--- WHAT TO PRODUCE ---
Copy every record below, exactly as written.

[Labeled-object pointing entries]

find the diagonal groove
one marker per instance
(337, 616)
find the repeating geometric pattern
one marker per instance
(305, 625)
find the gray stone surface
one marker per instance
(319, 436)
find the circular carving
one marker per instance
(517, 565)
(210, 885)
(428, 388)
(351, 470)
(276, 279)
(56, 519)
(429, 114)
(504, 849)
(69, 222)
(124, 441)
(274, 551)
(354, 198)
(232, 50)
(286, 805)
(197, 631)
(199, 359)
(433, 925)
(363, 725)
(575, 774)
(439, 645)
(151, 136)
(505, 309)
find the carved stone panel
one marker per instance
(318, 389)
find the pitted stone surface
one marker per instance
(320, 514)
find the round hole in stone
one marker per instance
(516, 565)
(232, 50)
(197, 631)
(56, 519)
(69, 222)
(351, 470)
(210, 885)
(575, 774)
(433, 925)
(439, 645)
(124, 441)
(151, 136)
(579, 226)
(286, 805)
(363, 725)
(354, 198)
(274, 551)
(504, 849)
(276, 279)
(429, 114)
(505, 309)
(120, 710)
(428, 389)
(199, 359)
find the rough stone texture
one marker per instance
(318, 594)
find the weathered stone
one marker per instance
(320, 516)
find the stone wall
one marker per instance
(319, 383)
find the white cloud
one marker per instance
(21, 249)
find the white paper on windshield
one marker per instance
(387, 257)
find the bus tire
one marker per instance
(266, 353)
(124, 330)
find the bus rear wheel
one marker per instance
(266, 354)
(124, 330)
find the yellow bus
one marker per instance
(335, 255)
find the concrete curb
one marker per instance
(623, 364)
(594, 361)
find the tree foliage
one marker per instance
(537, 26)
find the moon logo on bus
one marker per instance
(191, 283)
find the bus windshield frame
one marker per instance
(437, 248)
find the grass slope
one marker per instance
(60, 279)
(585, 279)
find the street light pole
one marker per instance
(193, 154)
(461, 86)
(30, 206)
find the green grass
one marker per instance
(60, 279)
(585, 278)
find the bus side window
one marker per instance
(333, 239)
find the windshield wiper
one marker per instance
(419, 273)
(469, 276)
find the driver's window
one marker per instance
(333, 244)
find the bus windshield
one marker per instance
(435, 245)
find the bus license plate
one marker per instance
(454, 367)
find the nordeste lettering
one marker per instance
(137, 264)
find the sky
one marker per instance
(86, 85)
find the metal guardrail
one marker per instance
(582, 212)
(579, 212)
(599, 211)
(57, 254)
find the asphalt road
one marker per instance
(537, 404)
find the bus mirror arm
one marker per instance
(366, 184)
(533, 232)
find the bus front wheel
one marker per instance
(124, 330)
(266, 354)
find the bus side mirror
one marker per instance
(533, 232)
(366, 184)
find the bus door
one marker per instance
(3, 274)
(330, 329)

--- SOLVED EXERCISE ---
find the diagonal groove
one marker per instance
(337, 616)
find the repeating geometric pattern
one marker per instance
(305, 625)
find the gray stone surface
one marker per instance
(319, 436)
find the circular carving
one marker per instance
(517, 565)
(210, 885)
(428, 388)
(351, 470)
(276, 279)
(56, 519)
(429, 114)
(504, 849)
(69, 222)
(124, 441)
(274, 551)
(354, 198)
(232, 50)
(286, 805)
(197, 631)
(199, 359)
(433, 925)
(363, 725)
(575, 774)
(439, 645)
(151, 136)
(505, 309)
find the carved stone panel
one marker per instance
(318, 389)
find the pitted stone surface
one marker per instance
(320, 514)
find the round hole in stone
one marker per instance
(516, 565)
(232, 50)
(197, 631)
(56, 519)
(69, 222)
(351, 470)
(210, 885)
(575, 774)
(433, 925)
(439, 645)
(124, 441)
(151, 136)
(579, 226)
(286, 805)
(363, 725)
(354, 198)
(274, 551)
(504, 849)
(276, 279)
(429, 114)
(505, 309)
(120, 710)
(428, 389)
(199, 359)
find the rough stone texture
one marker per instance
(318, 594)
find the weathered stone
one marker per instance
(320, 516)
find the stone wall
one marker per instance
(319, 383)
find the white cloud
one marker per instance
(21, 249)
find the white paper on windshield
one marker per instance
(387, 257)
find the bus tire
one marker per instance
(266, 353)
(124, 330)
find the bus rear wheel
one marker per instance
(266, 354)
(124, 330)
find the yellow bus
one marker per instance
(335, 255)
find the concrete curb
one marker per instance
(623, 364)
(594, 361)
find the tree foliage
one marker per instance
(537, 26)
find the moon logo on bus
one marker per instance
(191, 283)
find the bus windshield frame
one marker per instance
(437, 248)
find the grass slope
one marker per instance
(60, 279)
(585, 279)
find the street light pole
one marker per instance
(193, 154)
(461, 86)
(30, 206)
find the green grass
one marker per instance
(60, 279)
(585, 278)
find the bus side window
one marker per instance
(333, 239)
find the windshield wiper
one marker per instance
(419, 273)
(469, 276)
find the driver's window
one marker per instance
(333, 244)
find the bus windshield
one marker per instance
(435, 245)
find the bus license plate
one marker per instance
(454, 367)
find the nordeste lettering
one marker per instance
(137, 264)
find the sky
one marker per instance
(86, 85)
find the metal guardrail
one marker per instance
(582, 212)
(579, 212)
(599, 211)
(57, 254)
find the asphalt road
one marker per instance
(537, 404)
find the bus mirror arm
one marker per instance
(366, 184)
(533, 232)
find the bus front wheel
one marker per instance
(124, 330)
(266, 354)
find the bus side mirror
one marker per instance
(533, 232)
(366, 184)
find the bus door
one marker per instance
(3, 274)
(330, 329)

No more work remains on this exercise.